(Coordinate annotation entries)

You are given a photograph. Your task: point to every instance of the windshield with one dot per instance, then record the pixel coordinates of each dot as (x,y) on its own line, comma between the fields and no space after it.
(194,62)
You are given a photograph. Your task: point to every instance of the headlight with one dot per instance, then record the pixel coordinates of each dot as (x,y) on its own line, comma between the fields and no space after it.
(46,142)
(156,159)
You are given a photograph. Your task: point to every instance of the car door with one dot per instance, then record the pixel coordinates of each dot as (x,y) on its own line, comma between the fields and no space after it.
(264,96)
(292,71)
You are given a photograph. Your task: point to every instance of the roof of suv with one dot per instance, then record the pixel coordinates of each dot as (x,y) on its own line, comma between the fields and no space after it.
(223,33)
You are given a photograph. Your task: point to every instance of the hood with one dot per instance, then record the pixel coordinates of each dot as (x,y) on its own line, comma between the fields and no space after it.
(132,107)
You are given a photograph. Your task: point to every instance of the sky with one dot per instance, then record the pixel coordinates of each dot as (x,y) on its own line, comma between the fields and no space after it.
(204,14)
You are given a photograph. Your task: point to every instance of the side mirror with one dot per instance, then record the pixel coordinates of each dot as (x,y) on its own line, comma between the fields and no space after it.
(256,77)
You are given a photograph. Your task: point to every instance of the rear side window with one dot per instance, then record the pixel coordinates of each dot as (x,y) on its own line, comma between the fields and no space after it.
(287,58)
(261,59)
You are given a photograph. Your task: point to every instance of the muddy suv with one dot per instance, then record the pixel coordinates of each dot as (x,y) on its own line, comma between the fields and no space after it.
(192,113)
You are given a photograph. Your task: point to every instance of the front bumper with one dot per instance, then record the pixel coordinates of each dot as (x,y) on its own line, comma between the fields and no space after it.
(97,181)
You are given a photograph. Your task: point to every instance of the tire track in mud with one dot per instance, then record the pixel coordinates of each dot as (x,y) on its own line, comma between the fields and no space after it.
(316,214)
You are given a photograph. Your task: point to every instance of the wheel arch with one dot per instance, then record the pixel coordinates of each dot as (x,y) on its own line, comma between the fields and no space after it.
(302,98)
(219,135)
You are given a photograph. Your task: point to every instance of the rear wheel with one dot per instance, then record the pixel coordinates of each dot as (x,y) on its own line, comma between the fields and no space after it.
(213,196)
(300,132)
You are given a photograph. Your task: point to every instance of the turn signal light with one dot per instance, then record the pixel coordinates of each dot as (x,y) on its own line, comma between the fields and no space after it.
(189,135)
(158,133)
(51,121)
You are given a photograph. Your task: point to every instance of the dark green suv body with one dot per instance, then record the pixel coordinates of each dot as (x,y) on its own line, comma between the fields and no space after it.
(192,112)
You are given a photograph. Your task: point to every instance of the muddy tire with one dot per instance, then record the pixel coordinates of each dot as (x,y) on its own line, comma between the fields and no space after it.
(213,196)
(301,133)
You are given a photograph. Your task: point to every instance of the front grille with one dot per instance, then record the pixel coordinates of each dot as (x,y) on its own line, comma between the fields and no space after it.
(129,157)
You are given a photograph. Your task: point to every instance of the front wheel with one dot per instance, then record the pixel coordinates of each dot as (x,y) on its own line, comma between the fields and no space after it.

# Task description
Reproduce verbatim the portion of the material that opens with the line containing "the front grille" and continues through the end of the material.

# Full answer
You are given a photograph. Your task: point to every instance of the front grille with one dot per instance, then record the pixel coordinates of each dot as (x,y) on its own line, comma between the fields and no space after it.
(129,157)
You are given a photograph. Your task: point to every instance of the front wheel with one dot per instance, then record the pixel coordinates of each dot as (x,y) on its own line, comma between the fields and no space after it.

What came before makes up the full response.